Objective » Convert the lines of the listing below into a numbered list, starting with the line containing "of the bottle" and continuing through the end of the listing, with blank lines omitted.

**** Supplied records ****

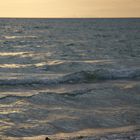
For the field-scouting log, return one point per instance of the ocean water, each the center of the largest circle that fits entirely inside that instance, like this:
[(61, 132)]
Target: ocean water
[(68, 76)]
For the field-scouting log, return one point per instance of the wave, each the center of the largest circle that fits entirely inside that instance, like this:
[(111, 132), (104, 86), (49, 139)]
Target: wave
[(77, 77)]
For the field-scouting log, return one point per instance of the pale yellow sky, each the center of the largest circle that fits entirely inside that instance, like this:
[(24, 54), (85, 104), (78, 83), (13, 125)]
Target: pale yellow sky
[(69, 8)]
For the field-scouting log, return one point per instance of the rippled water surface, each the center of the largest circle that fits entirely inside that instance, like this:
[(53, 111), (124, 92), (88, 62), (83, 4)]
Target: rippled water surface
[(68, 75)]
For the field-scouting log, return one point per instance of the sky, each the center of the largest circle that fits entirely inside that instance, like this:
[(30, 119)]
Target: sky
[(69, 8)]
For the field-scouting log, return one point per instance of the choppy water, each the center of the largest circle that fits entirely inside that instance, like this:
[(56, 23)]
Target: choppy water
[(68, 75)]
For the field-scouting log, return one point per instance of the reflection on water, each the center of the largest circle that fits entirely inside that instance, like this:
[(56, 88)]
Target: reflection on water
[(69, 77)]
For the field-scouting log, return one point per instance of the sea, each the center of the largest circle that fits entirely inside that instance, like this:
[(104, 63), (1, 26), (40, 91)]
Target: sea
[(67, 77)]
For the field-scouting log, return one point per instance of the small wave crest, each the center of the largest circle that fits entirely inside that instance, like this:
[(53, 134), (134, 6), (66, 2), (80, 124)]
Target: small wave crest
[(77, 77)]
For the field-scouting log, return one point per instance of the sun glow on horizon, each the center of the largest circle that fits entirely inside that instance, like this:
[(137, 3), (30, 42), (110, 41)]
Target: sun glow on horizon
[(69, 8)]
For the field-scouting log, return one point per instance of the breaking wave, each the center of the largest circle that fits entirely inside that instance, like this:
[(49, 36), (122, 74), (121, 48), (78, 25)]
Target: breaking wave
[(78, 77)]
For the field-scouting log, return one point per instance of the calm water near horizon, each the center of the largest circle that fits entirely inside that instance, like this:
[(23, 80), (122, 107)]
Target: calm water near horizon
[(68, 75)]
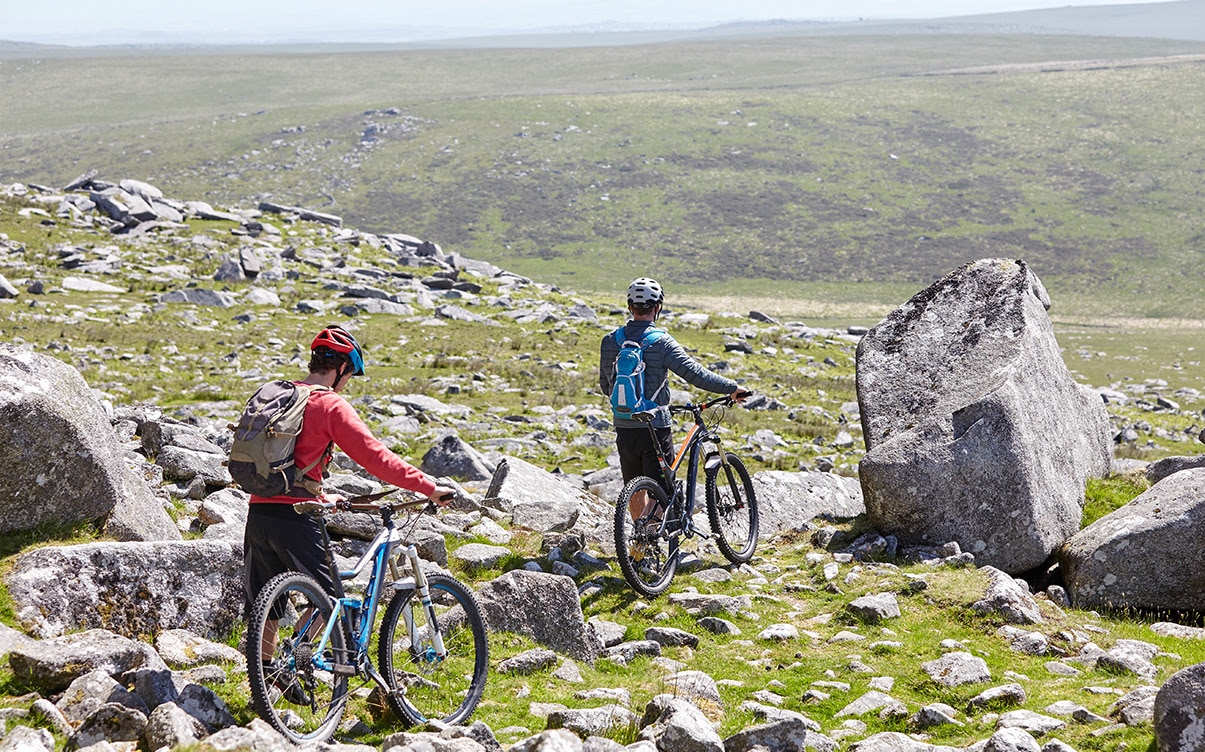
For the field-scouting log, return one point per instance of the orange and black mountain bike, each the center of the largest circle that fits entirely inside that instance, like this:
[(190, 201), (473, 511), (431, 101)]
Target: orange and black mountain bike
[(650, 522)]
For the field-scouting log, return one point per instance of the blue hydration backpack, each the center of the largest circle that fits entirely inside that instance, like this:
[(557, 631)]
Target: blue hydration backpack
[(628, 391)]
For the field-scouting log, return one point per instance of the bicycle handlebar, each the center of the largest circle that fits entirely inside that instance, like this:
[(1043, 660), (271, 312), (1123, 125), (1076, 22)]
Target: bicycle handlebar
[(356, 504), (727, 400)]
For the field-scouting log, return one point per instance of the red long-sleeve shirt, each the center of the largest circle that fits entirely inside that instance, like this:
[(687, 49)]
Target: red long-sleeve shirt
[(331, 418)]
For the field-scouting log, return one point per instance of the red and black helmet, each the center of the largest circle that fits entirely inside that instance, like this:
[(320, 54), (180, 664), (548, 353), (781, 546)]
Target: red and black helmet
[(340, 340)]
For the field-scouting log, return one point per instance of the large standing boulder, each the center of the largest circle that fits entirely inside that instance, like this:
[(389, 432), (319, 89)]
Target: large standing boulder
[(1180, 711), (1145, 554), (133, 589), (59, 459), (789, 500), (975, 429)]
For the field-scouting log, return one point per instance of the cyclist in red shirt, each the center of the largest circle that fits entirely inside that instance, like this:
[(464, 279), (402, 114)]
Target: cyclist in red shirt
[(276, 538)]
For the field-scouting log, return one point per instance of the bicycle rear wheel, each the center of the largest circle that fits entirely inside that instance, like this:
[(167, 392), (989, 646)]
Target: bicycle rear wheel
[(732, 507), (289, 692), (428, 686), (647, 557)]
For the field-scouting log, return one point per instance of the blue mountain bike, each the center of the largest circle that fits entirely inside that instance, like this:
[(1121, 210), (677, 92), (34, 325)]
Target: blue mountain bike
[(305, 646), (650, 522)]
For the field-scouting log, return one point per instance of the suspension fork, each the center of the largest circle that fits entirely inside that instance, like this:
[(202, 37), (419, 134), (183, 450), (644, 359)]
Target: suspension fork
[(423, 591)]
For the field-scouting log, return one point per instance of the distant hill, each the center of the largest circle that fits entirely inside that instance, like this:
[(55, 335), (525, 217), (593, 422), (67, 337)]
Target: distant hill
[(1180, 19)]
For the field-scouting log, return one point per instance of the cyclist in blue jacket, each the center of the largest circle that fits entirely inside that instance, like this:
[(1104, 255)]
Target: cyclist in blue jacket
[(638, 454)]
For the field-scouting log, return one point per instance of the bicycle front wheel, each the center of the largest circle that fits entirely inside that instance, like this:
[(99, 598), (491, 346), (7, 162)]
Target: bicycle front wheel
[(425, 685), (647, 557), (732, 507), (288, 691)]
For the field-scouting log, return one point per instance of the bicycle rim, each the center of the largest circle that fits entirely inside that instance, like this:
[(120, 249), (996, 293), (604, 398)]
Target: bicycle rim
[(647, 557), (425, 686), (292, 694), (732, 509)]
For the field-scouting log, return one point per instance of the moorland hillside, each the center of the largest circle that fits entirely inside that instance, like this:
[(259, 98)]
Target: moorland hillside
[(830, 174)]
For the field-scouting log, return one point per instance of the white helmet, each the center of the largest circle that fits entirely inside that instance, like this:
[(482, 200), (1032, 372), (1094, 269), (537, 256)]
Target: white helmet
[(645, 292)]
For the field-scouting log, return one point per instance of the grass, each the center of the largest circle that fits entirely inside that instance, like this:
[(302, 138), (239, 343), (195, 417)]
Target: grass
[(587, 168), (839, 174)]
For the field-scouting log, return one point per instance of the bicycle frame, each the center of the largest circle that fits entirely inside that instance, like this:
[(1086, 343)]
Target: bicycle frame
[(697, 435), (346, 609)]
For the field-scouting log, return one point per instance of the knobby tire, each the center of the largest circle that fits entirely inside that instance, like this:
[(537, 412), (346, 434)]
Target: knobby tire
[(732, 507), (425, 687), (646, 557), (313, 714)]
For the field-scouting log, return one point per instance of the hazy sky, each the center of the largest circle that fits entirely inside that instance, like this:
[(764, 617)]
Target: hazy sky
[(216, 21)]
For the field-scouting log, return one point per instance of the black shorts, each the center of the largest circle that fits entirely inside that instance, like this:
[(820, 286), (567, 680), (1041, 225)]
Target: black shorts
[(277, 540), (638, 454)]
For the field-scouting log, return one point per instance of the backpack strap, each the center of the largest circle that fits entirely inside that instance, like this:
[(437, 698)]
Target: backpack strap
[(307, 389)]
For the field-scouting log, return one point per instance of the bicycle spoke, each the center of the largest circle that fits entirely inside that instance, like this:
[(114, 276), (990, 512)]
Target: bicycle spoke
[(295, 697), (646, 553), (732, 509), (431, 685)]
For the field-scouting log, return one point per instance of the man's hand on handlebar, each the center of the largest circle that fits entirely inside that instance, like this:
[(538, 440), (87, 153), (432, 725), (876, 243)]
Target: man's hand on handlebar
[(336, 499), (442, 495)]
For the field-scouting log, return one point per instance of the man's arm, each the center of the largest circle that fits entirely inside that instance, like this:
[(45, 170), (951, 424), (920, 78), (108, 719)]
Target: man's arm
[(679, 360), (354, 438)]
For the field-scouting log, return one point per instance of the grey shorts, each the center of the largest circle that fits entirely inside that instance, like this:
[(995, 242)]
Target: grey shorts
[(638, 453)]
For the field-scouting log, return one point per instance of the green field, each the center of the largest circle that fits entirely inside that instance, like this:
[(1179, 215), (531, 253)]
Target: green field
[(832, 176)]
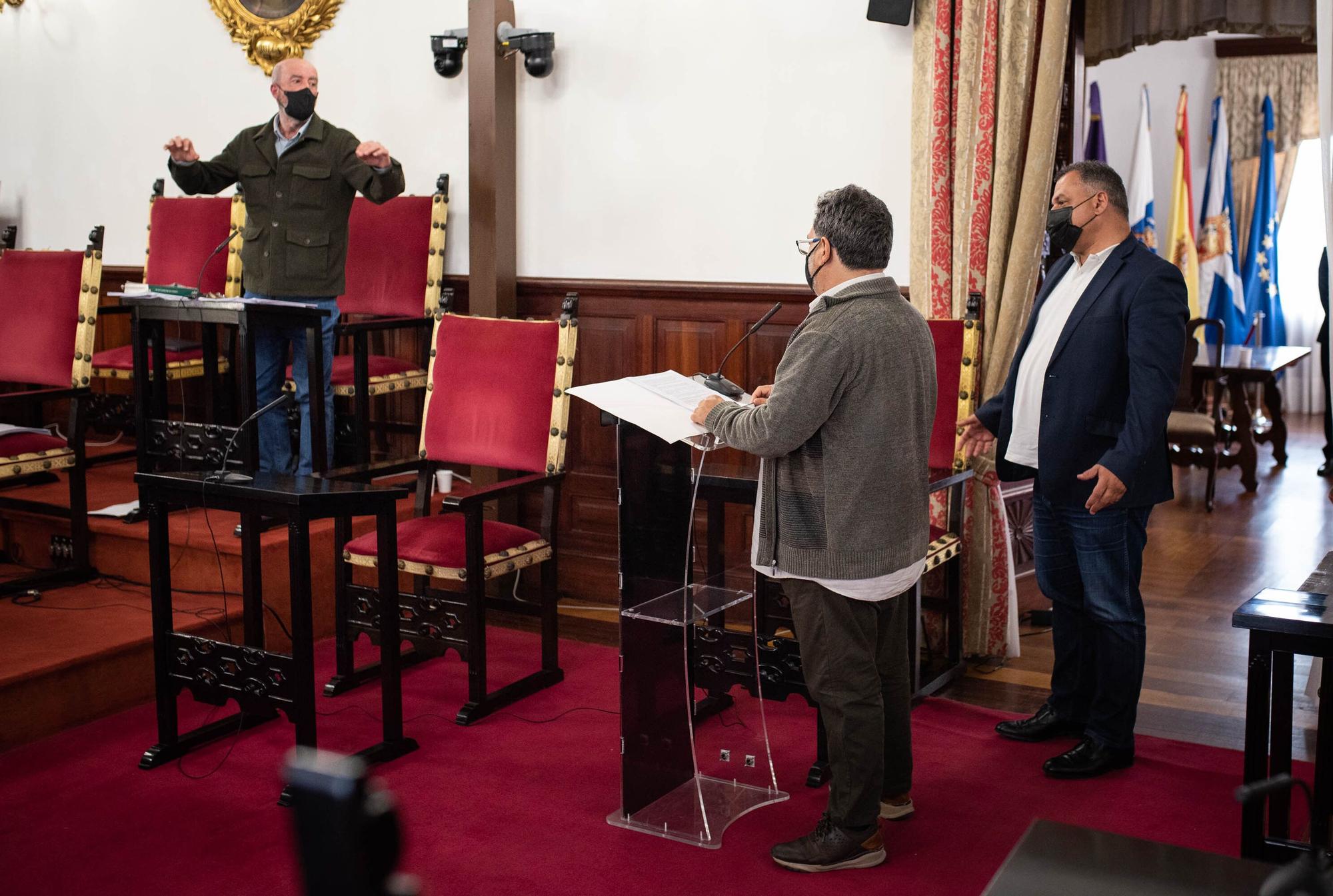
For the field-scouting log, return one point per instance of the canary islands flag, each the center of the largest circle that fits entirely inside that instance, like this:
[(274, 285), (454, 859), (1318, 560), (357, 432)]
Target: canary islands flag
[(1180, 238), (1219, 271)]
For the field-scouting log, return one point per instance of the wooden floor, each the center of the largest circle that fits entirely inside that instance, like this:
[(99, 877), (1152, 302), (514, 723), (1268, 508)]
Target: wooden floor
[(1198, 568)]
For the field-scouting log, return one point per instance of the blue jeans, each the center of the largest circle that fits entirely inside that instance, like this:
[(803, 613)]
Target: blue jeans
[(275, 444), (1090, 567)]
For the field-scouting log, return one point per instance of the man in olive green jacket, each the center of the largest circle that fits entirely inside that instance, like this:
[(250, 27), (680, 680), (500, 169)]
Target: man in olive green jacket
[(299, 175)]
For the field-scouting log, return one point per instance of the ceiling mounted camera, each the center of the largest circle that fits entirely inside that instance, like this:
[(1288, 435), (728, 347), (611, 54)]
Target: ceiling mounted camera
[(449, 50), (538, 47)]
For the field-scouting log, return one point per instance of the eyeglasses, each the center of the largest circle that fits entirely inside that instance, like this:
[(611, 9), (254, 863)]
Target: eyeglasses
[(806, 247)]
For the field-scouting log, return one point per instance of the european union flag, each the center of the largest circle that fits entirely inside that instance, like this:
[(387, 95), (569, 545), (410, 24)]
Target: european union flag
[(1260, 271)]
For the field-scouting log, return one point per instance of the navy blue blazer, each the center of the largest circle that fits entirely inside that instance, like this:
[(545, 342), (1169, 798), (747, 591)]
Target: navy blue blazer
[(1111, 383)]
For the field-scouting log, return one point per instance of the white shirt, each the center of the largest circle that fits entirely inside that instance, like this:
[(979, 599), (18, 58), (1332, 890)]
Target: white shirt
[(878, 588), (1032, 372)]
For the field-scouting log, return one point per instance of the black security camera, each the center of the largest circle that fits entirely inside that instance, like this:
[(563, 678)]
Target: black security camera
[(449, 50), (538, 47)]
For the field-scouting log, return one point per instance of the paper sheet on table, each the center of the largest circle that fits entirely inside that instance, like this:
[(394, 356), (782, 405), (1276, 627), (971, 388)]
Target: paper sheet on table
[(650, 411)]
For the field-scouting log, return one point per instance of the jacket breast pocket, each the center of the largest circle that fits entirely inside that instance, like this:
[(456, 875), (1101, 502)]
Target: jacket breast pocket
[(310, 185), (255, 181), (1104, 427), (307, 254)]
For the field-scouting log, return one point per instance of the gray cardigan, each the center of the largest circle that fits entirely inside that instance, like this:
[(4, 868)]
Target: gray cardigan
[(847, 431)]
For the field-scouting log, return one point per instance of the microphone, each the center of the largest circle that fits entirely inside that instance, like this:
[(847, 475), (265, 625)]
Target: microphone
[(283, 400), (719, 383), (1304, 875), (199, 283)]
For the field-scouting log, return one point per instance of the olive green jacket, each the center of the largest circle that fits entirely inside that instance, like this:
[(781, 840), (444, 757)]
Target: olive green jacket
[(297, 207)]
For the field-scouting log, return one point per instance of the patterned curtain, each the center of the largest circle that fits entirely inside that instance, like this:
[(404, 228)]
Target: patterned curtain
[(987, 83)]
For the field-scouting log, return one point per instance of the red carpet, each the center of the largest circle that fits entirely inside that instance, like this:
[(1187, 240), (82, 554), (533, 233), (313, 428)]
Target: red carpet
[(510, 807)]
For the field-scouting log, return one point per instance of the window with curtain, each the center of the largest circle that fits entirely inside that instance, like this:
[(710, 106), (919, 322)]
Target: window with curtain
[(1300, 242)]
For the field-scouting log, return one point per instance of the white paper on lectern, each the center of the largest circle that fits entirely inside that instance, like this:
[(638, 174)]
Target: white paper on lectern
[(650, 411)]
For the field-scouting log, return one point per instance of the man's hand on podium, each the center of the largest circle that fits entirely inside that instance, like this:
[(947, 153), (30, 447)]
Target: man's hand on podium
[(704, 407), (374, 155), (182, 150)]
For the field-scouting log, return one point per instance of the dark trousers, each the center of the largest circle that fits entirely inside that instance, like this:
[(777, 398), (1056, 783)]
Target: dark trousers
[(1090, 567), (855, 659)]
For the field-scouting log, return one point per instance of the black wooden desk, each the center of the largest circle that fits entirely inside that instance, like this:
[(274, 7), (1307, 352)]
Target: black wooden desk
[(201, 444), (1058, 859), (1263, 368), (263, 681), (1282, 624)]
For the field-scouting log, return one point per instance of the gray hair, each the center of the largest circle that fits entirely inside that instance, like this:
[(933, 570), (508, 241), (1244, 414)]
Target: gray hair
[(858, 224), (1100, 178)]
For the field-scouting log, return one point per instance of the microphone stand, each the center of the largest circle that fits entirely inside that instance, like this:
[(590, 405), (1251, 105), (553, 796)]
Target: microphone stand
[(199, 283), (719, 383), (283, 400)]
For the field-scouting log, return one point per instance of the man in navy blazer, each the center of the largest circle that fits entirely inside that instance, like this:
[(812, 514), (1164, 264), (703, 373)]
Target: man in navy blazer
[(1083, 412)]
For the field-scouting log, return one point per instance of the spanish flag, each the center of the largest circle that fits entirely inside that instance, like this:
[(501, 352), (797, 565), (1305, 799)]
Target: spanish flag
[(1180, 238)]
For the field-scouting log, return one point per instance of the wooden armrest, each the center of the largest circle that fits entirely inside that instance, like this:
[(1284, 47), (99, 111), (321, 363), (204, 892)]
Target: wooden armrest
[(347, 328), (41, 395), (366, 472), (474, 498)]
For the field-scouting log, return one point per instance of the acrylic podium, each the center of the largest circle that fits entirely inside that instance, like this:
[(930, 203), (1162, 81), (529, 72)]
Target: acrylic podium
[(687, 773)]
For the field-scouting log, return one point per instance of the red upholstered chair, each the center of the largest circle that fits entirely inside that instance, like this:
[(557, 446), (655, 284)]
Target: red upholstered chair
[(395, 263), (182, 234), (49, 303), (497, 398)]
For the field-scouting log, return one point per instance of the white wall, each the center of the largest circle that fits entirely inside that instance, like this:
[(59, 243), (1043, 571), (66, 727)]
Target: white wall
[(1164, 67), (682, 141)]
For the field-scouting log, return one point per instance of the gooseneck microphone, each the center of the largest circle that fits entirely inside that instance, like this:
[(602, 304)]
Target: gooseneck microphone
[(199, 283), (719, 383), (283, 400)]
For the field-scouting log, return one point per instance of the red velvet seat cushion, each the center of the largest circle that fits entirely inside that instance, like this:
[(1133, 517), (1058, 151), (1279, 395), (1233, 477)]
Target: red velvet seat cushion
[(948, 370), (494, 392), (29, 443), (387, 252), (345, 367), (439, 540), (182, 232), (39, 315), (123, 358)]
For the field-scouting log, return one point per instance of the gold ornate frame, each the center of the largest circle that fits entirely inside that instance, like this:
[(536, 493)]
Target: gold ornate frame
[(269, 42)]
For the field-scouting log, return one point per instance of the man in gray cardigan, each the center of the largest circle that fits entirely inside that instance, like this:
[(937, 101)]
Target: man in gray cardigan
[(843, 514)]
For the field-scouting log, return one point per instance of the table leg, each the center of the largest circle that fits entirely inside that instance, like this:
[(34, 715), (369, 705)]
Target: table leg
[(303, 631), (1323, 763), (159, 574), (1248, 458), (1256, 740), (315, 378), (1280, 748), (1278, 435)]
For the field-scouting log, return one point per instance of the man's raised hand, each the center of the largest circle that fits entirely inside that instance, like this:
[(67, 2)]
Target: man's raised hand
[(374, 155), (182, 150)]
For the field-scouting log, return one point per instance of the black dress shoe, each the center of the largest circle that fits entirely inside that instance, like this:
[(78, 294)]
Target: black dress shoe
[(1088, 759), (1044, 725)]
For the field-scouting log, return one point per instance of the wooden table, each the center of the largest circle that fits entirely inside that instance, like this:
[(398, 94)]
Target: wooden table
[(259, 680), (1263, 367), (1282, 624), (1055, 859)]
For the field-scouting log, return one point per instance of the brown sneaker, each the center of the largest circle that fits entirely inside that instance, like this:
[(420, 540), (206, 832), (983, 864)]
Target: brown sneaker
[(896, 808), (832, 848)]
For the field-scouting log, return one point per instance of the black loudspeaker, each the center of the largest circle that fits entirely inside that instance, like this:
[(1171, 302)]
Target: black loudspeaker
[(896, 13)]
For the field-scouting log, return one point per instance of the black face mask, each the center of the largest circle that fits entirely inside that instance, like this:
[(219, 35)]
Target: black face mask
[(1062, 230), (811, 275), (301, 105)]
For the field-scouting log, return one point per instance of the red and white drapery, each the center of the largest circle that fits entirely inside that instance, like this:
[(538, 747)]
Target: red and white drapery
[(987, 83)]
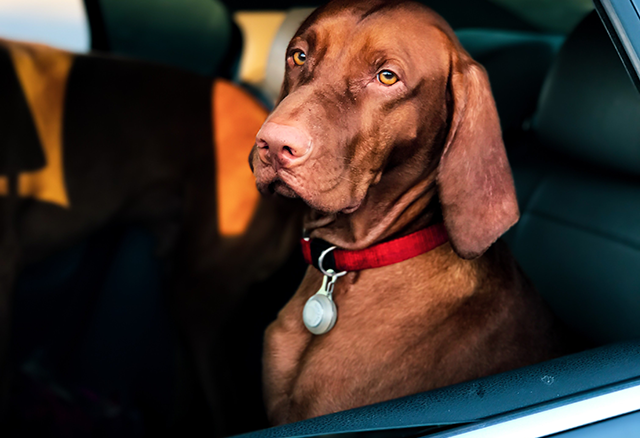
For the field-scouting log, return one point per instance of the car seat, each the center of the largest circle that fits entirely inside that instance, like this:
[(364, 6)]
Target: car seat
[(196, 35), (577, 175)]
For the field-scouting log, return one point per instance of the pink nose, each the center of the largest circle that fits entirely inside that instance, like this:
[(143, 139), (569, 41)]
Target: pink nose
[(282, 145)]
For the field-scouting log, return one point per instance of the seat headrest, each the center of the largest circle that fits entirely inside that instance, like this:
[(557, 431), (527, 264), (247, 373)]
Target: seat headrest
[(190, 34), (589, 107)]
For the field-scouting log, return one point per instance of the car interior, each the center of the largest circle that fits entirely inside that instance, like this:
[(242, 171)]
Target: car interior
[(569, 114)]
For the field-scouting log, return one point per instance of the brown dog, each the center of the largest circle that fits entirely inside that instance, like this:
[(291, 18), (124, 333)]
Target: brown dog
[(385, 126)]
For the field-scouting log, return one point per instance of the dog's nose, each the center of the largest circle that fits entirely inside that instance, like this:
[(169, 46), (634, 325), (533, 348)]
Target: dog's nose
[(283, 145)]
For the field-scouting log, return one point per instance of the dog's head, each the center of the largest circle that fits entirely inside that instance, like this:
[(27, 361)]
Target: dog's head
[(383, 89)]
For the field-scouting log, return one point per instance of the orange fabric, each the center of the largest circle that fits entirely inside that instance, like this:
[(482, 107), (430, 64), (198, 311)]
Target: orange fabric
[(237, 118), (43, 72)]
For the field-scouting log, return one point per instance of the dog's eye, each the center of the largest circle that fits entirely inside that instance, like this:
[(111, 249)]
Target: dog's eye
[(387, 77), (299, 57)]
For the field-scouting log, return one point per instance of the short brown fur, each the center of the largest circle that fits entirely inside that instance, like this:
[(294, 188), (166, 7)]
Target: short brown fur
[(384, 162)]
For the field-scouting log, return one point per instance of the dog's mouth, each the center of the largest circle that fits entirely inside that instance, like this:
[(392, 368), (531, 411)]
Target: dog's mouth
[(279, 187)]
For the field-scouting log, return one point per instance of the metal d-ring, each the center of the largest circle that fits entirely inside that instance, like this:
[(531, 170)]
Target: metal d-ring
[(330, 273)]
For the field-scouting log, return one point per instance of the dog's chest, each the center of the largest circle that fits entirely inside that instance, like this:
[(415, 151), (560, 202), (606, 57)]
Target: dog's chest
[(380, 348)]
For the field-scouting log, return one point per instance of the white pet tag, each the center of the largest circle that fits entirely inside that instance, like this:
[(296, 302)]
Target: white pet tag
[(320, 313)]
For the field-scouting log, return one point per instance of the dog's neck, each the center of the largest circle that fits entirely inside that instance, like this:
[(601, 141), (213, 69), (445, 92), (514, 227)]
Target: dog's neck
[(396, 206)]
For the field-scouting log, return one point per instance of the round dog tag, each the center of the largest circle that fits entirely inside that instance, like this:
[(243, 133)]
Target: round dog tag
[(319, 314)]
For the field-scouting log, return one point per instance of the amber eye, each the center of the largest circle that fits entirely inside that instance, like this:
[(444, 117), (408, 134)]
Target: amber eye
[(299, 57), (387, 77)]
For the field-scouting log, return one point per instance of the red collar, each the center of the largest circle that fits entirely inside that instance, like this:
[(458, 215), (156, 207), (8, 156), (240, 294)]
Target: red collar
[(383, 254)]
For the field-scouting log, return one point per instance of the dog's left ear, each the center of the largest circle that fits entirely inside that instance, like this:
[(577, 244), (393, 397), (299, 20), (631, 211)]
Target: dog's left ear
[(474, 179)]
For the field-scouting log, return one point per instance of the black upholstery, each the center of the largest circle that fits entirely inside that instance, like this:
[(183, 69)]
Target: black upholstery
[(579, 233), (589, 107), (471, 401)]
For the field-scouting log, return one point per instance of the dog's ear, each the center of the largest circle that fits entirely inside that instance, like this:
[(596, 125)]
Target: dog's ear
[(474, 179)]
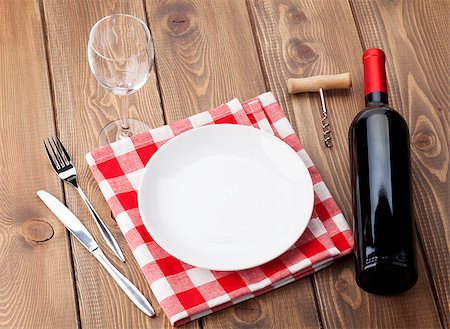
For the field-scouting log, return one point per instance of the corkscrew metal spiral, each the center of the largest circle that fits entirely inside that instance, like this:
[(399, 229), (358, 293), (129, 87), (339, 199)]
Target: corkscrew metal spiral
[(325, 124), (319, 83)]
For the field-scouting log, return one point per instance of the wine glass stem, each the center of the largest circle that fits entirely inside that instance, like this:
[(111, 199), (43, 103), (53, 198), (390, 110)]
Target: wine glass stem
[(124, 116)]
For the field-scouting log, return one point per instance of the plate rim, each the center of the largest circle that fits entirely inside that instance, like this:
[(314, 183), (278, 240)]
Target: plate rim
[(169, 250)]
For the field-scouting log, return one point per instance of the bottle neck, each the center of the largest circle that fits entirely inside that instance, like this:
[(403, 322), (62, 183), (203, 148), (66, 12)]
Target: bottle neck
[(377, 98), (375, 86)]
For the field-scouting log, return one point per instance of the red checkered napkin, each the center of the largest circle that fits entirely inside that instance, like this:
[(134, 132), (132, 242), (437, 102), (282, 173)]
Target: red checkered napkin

****

Solution to the problem »
1. For the field-scouting log, return one point per instance of the bottle neck, each the center of the largest circle that fits entirely inside that instance, like this:
2. [(403, 322), (62, 183), (203, 148), (66, 12)]
3. Target: bottle neck
4. [(377, 98), (375, 86)]
5. For the field-scouting log, return one point per instance of the red checkered napkin, each the center of the largest circle that fits entirely inside that instance, like this:
6. [(134, 132), (132, 242), (437, 102), (282, 173)]
7. Target: red checkered napkin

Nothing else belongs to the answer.